Aim:
Locate each line in the records below that contains the string "door" with matching case, and copy every such line.

Supplied data:
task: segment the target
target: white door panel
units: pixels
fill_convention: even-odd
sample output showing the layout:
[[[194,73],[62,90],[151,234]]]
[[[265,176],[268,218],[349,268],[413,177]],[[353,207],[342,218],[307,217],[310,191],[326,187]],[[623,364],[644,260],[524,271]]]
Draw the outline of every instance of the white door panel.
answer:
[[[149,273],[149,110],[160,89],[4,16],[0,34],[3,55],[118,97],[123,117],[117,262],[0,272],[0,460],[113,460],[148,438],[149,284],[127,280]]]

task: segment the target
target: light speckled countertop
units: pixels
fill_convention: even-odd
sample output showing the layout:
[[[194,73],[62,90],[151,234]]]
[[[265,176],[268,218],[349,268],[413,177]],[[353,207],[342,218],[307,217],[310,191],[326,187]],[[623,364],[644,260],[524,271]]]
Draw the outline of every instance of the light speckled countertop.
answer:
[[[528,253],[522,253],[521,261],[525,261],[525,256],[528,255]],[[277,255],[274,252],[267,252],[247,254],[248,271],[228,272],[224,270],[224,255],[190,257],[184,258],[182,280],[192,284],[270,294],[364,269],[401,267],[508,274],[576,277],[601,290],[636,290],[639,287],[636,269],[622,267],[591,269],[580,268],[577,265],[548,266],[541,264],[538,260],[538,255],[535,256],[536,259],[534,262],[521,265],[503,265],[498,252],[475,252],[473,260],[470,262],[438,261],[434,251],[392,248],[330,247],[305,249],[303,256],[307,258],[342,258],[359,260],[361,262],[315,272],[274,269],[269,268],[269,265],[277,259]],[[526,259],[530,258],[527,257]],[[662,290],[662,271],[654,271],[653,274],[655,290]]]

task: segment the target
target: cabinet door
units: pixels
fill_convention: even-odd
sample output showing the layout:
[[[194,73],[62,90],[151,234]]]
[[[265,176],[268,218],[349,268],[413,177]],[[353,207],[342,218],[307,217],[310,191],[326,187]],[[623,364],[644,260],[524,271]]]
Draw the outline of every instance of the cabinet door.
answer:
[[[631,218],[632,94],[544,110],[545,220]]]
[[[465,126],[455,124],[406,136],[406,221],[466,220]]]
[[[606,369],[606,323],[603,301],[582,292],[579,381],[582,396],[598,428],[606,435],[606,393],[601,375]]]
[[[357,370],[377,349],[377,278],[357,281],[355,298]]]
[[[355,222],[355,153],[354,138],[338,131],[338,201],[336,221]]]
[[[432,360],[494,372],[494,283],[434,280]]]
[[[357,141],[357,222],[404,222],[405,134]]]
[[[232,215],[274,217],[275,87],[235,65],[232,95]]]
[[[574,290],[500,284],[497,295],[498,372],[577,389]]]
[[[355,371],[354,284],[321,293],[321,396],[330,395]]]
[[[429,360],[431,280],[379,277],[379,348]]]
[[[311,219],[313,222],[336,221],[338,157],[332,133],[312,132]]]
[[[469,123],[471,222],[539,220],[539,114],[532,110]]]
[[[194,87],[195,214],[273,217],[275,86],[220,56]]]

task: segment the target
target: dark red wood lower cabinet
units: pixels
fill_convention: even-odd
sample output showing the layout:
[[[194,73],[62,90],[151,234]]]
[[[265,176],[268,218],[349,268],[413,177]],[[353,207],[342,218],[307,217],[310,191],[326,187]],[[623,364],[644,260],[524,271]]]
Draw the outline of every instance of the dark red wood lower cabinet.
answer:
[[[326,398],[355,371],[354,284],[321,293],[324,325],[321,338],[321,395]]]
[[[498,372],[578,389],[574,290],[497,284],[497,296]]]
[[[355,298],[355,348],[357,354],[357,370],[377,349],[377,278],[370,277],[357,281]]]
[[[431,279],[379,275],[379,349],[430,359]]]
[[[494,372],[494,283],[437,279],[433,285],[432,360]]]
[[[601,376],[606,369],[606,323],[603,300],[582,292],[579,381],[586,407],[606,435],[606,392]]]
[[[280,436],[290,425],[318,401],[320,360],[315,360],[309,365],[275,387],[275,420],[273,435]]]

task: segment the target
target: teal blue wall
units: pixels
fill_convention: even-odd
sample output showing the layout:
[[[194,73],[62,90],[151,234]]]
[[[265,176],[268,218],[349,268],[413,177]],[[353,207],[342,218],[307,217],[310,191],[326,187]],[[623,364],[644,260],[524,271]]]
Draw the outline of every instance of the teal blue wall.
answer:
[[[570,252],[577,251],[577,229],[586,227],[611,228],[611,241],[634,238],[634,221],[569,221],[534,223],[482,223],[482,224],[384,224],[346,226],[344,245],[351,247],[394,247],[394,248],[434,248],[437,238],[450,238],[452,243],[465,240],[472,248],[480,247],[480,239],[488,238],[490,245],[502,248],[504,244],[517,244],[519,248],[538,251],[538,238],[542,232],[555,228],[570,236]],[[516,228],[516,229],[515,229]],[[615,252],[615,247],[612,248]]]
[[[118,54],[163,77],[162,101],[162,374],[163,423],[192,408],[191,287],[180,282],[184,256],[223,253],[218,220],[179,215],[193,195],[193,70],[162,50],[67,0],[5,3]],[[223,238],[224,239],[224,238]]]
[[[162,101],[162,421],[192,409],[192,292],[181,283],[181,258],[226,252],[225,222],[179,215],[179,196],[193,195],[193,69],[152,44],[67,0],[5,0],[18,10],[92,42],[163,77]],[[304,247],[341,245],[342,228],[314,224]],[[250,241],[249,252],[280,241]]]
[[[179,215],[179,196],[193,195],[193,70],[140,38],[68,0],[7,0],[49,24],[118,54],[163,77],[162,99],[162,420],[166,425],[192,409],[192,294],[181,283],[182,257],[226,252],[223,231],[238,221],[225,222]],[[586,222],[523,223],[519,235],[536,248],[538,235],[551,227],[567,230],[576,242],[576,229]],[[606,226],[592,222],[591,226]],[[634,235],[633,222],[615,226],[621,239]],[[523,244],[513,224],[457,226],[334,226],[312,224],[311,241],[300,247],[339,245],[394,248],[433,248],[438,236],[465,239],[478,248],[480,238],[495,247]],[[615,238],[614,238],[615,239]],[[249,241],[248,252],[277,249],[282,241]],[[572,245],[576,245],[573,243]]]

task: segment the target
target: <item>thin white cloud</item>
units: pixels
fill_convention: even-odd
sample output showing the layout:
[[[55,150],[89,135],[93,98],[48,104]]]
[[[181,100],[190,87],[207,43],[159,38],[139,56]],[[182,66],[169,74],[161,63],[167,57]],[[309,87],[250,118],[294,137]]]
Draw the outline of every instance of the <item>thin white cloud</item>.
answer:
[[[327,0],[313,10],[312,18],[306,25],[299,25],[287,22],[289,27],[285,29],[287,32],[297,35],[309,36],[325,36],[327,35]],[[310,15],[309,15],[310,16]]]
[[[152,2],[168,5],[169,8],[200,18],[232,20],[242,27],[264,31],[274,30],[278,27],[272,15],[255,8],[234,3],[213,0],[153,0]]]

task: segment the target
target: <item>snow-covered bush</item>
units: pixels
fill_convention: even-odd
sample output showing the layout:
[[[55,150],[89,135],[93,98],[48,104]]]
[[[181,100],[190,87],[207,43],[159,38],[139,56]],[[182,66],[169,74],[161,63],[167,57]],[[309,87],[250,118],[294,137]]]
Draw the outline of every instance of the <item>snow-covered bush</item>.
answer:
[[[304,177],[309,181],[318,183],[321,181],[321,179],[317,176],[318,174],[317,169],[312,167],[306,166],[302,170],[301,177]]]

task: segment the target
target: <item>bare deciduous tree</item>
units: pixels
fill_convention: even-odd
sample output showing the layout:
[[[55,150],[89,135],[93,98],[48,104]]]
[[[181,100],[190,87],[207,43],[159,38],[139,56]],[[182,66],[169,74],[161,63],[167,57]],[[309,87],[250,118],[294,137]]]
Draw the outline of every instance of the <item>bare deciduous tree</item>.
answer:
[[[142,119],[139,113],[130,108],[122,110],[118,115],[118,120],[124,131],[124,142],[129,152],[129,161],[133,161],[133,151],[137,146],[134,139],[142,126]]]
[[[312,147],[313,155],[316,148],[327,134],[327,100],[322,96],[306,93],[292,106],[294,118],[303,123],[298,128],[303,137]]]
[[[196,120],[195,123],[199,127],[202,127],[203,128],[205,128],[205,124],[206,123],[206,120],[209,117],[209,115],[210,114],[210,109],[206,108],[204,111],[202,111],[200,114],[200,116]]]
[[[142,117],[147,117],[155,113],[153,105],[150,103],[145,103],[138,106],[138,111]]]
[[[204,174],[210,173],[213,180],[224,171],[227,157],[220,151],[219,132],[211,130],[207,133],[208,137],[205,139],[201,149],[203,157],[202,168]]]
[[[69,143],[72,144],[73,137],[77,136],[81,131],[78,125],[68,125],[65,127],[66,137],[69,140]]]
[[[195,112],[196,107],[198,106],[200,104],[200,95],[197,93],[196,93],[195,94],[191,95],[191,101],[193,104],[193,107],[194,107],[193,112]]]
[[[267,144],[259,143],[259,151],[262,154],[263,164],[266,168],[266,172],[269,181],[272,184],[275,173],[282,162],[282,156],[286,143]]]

Solution to the exercise:
target: white door panel
Draw the outline of every instance of the white door panel.
target: cabinet door
Draw the outline of every instance of the cabinet door.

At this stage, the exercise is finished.